However, this style is not recommended in new code, unless you are often passing a Hash as a positional argument, and are also using keyword arguments. Otherwise, use double splat:

def foo(**kwargs)

foo(k: 1) #=> {:k=>1}

Will my code break on Ruby 2.7?

A short answer is “maybe not”.

The changes in Ruby 2.7 are designed as a migration path towards 3.0. While in principle, Ruby 2.7 only warns against behaviors that will change in Ruby 3, it includes some incompatible changes we consider to be minor. See the “Other minor changes” section for details.

Except for the warnings and minor changes, Ruby 2.7 attempts to keep the compatibility with Ruby 2.6. So, your code will probably work on Ruby 2.7, though it may emit warnings. And by running it on Ruby 2.7, you can check if your code is ready for Ruby 3.0.

If you want to disable the deprecation warnings, please use a command-line argument -W:no-deprecated or add Warning[:deprecated] = false to your code.

Handling argument delegation

Ruby 2.6 or prior

In Ruby 2, you can write a delegation method by accepting a *rest argument and a &block argument, and passing the two to the target method. In this behavior, the keyword arguments are also implicitly handled by the automatic conversion between positional and keyword arguments.

def foo(*args, &block)
  target(*args, &block)

Ruby 3

You need to explicitly delegate keyword arguments.

def foo(*args, **kwargs, &block)
  target(*args, **kwargs, &block)

Alternatively, if you do not need compatibility with Ruby 2.6 or prior and you don’t alter any arguments, you can use the new delegation syntax (...) that is introduced in Ruby 2.7.

def foo(...)

Ruby 2.7

In short: use Module#ruby2_keywords and delegate *args, &block.

ruby2_keywords def foo(*args, &block)
  target(*args, &block)

ruby2_keywords accepts keyword arguments as the last Hash argument, and passes it as keyword arguments when calling the other method.

In fact, Ruby 2.7 allows the new style of delegation in many cases. However, there is a known corner case. See the next section.

A compatible delegation that works on Ruby 2.6, 2.7 and Ruby 3

In short: use Module#ruby2_keywords again.

ruby2_keywords def foo(*args, &block)
  target(*args, &block)

Unfortunately, we need to use the old-style delegation (i.e., no **kwargs) because Ruby 2.6 or prior does not handle the new delegation style correctly. This is one of the reasons of the keyword argument separation; the details are described in the final section. And ruby2_keywords allows you to run the old style even in Ruby 2.7 and 3.0. As there is no ruby2_keywords defined in 2.6 or prior, please use the ruby2_keywords gem or define it yourself:

def ruby2_keywords(*)
end if RUBY_VERSION < "2.7"

If your code doesn’t have to run on Ruby 2.6 or older, you may try the new style in Ruby 2.7. In almost all cases, it works. Note that, however, there are unfortunate corner cases as follows:

def target(*args)

§ **Exercise data**:

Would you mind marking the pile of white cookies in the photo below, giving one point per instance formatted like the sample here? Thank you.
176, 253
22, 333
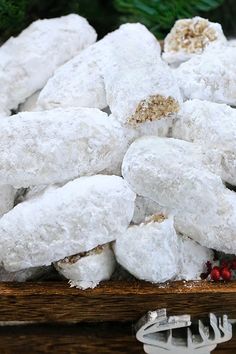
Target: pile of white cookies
118, 152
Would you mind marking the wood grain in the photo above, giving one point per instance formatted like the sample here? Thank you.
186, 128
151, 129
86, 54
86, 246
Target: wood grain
112, 301
104, 338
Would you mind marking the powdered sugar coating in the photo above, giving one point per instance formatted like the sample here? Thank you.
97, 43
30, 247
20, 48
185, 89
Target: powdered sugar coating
213, 126
192, 258
27, 61
210, 76
7, 196
135, 76
30, 103
77, 217
169, 172
149, 251
189, 37
89, 270
57, 145
78, 83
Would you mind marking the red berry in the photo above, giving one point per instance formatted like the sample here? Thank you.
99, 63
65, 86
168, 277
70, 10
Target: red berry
215, 274
226, 273
209, 267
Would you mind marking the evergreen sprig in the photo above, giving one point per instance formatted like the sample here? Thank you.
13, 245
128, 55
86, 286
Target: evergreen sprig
160, 15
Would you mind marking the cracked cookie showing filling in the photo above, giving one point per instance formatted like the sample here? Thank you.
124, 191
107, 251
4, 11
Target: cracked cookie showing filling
88, 269
154, 108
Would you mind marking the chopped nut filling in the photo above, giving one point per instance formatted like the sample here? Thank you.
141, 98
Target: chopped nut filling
190, 36
154, 108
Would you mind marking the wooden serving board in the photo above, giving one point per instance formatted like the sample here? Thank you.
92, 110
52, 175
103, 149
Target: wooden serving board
68, 320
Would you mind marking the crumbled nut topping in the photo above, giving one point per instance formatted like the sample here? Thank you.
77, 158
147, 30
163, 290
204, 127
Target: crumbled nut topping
190, 36
76, 257
154, 108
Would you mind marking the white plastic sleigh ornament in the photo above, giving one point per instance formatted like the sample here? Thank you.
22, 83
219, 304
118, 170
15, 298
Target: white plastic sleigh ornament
160, 333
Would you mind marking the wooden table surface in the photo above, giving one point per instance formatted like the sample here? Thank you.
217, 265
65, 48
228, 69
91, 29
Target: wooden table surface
68, 320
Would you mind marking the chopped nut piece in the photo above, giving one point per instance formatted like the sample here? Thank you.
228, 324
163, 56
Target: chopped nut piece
154, 107
189, 37
88, 269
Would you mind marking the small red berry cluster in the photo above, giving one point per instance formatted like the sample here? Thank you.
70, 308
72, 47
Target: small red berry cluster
224, 271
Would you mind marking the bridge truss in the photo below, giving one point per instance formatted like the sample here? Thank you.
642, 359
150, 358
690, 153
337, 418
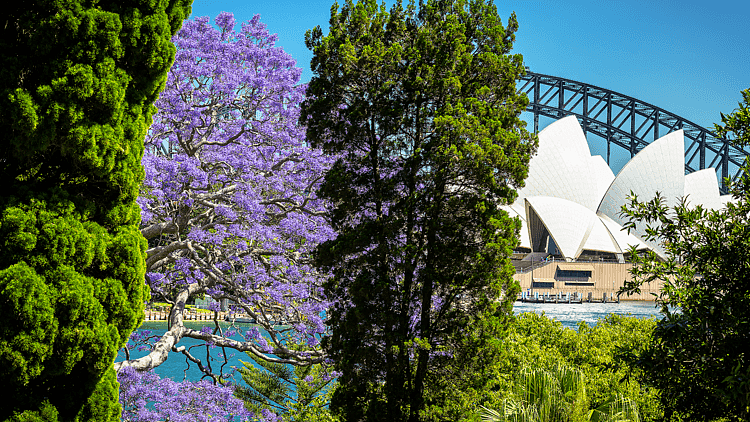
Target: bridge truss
628, 123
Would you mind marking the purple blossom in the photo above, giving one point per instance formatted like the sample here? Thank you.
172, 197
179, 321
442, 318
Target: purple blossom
146, 397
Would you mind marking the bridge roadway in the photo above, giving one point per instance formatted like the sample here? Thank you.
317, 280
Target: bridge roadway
628, 123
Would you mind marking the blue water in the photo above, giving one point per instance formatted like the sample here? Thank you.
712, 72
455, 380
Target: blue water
568, 314
571, 314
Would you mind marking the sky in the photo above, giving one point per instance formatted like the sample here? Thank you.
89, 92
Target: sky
691, 58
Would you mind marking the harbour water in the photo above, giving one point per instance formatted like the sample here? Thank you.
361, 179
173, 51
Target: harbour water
568, 314
571, 314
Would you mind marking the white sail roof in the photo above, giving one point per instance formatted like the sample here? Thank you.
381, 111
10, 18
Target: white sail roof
660, 167
701, 188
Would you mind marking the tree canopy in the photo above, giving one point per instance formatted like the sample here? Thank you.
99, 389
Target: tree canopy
228, 204
76, 90
421, 105
699, 357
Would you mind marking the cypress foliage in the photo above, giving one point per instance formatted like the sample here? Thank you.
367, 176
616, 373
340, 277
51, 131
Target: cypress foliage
420, 105
76, 90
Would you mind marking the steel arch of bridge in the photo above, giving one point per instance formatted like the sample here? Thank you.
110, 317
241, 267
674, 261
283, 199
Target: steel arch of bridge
627, 122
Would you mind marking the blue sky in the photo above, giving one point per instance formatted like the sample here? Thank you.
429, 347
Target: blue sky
691, 58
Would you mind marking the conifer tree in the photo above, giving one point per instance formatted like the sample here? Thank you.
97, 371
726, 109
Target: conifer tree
76, 90
421, 104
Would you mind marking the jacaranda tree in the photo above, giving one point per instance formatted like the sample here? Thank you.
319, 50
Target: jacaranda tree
77, 83
228, 204
421, 104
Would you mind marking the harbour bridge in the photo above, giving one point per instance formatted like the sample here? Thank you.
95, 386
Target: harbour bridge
628, 123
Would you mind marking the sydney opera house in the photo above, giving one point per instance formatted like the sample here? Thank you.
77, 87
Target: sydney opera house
572, 237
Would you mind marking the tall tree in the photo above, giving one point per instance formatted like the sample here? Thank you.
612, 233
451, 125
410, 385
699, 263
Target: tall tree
229, 203
700, 356
76, 90
421, 105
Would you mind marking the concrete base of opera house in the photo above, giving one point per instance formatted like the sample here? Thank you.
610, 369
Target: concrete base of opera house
598, 278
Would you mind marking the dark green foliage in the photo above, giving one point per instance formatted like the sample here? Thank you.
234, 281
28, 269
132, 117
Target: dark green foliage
700, 356
296, 393
422, 106
76, 90
535, 341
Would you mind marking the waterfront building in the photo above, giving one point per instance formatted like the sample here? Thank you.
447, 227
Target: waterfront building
572, 237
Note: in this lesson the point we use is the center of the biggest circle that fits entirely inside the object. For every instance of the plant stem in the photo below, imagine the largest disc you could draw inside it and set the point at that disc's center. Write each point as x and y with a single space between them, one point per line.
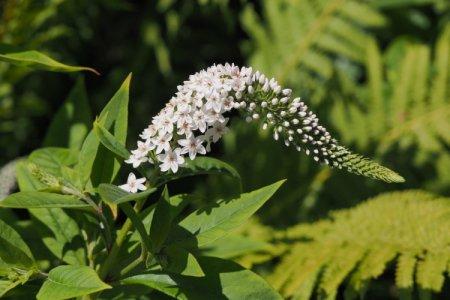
121 235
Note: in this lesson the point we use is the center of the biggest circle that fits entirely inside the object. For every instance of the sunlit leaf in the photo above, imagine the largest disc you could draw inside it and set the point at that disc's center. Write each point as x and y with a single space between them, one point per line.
210 223
66 282
36 60
13 250
41 200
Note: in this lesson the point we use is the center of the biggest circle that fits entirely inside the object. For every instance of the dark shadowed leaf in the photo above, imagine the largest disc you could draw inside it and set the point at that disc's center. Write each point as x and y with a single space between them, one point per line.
13 250
71 123
41 200
180 261
36 60
66 282
64 239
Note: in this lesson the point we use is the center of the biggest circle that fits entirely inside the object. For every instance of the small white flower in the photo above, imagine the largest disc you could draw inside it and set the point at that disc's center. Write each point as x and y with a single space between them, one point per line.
143 148
171 160
216 132
133 184
137 160
192 145
163 142
148 132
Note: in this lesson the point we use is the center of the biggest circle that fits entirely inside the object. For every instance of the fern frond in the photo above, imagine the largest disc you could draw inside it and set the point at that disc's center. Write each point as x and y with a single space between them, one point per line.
417 108
430 271
317 29
404 273
357 244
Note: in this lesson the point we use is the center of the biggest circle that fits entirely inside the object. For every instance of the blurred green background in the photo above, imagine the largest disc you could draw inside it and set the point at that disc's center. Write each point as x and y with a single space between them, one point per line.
376 72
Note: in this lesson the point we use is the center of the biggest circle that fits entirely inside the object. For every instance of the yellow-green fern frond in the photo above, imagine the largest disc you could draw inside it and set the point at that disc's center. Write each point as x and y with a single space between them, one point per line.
356 244
303 38
409 106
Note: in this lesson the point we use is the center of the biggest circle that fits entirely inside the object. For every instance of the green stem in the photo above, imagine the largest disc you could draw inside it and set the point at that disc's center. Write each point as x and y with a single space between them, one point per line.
121 235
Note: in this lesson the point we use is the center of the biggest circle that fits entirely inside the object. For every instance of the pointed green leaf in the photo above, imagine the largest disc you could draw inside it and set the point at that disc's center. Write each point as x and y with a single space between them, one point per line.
36 60
52 159
223 280
71 123
110 142
13 250
7 285
41 200
208 224
180 261
64 240
114 195
66 282
96 163
201 166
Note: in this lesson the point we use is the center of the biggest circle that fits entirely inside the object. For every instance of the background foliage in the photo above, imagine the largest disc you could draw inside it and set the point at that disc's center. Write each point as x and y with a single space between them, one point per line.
376 72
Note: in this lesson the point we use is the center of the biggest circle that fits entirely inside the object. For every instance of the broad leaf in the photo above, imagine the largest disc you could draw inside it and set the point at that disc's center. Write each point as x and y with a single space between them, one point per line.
96 163
223 280
36 60
7 285
112 194
210 223
110 142
41 200
64 240
234 245
52 159
13 250
71 123
180 261
178 203
200 166
65 282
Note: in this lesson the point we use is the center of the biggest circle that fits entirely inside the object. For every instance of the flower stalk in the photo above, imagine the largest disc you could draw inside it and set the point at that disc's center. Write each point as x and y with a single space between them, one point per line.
195 118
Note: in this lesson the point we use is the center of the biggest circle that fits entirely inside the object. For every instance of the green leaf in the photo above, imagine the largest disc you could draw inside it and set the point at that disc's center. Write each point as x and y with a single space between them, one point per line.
96 163
162 221
25 180
234 245
7 285
41 200
201 166
64 240
52 159
38 61
210 223
112 194
223 280
71 123
65 282
180 261
110 142
13 250
137 223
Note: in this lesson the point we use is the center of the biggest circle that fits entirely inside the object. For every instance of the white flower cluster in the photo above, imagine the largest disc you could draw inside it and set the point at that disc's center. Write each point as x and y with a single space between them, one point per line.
195 117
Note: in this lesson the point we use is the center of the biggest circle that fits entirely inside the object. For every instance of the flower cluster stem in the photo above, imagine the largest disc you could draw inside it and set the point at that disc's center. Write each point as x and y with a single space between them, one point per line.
121 235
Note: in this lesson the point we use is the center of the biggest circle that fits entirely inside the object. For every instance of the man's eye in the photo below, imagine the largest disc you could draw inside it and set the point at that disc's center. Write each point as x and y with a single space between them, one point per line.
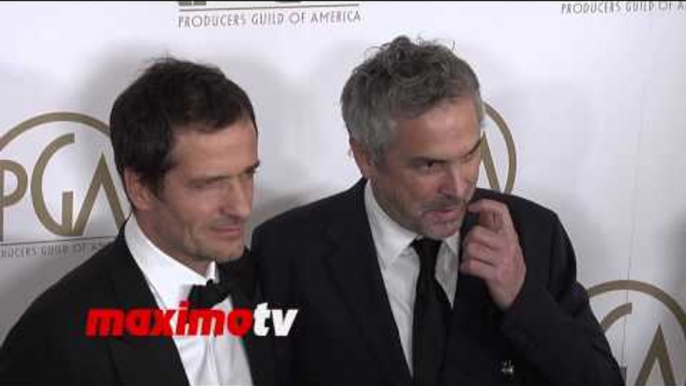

§ **Parts of the exercise**:
1 – List every line of the listing that contains the string "waterfront", copying each line in full.
2 – Pick up the text on Ruby keyword arguments at the point where it stops, and continue it.

§ **Answer set**:
1 –
Would you mind marking the waterfront building in the photo above, giving one point per instance formatted like the sample here? Thank you.
Target: waterfront building

2 –
  p args

def foo(*args, **kwargs, &block)
  target(*args, **kwargs, &block)

foo({})       #=> Ruby 2.7: []   ({} is dropped)
foo({}, **{}) #=> Ruby 2.7: [{}] (You can pass {} by explicitly passing "no" keywords)

An empty Hash argument is automatically converted and absorbed into **kwargs, and the delegation call removes the empty keyword hash, so no argument is passed to target. As far as we know, this is the only corner case.

As noted in the last line, you can work around this issue by using **{}.

If you really worry about the portability, use ruby2_keywords. (Acknowledge that Ruby 2.6 or before themselves have tons of corner cases in keyword arguments. :-) ruby2_keywords might be removed in the future after Ruby 2.6 reaches end-of-life. At that point, we recommend to explicitly delegate keyword arguments (see Ruby 3 code above).

Other minor changes

There are three minor changes about keyword arguments in Ruby 2.7.

1. Non-Symbol keys are allowed in keyword arguments

In Ruby 2.6 or before, only Symbol keys were allowed in keyword arguments. In Ruby 2.7, keyword arguments can use non-Symbol keys.

def foo(**kwargs)
foo("key" => 42)
  #=> Ruby 2.6 or before: ArgumentError: wrong number of arguments
  #=> Ruby 2.7 or later: {"key"=>42}

If a method accepts both optional and keyword arguments, the Hash object that has both Symbol keys and non-Symbol keys was split in two in Ruby 2.6. In Ruby 2.7, both are accepted as keywords because non-Symbol keys are allowed.

def bar(x=1, **kwargs)
  p [x, kwargs]

bar("key" => 42, :sym => 43)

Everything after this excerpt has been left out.